● Given text
Diabetic foot ulcers: Why they’re dangerous and how to prevent them
What’s the number one reason people with diabetes are hospitalized? Diabetic foot ulcers: Chronic open wounds on the bottom of the feet.
They’re a common occurrence for people with type 2 diabetes. They’re difficult to treat and can become on ongoing, expensive, debilitating problem—but they don’t have to, with the right prevention and care.
Andrew Bruyn, DPM, a podiatrist on the medical staff at Baylor Scott & White Medical Center – Buda, discusses diabetic foot ulcers, how to treat them and how to avoid them.
What is a diabetic foot ulcer?
“An ulcer is a chronic wound,” Dr. Bruyn said. “If you wore a new pair of pumps and went out dancing and got a blister on your heel, that’s not an ulcer. An ulcer is a chronic wound that stays open.”
The goal of treatment is closing your wound as quickly as possible, since prolonged healing time increases your risk of infection, hospitalization, amputation and death.

● Aim of the task
Retype the diabetic foot ulcer article in full, word for word. The material that comes next stands on its own and is separate from what precedes it.

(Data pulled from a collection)
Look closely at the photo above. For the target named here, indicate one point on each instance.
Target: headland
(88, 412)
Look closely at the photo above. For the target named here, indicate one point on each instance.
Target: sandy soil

● Reply
Diabetic foot ulcers: Why they’re dangerous and how to prevent them
What’s the number one reason people with diabetes are hospitalized? Diabetic foot ulcers: Chronic open wounds on the bottom of the feet.
They’re a common occurrence for people with type 2 diabetes. They’re difficult to treat and can become on ongoing, expensive, debilitating problem—but they don’t have to, with the right prevention and care.
Andrew Bruyn, DPM, a podiatrist on the medical staff at Baylor Scott & White Medical Center – Buda, discusses diabetic foot ulcers, how to treat them and how to avoid them.
What is a diabetic foot ulcer?
“An ulcer is a chronic wound,” Dr. Bruyn said. “If you wore a new pair of pumps and went out dancing and got a blister on your heel, that’s not an ulcer. An ulcer is a chronic wound that stays open.”
The goal of treatment is closing your wound as quickly as possible, since prolonged healing time increases your risk of infection, hospitalization, amputation and death.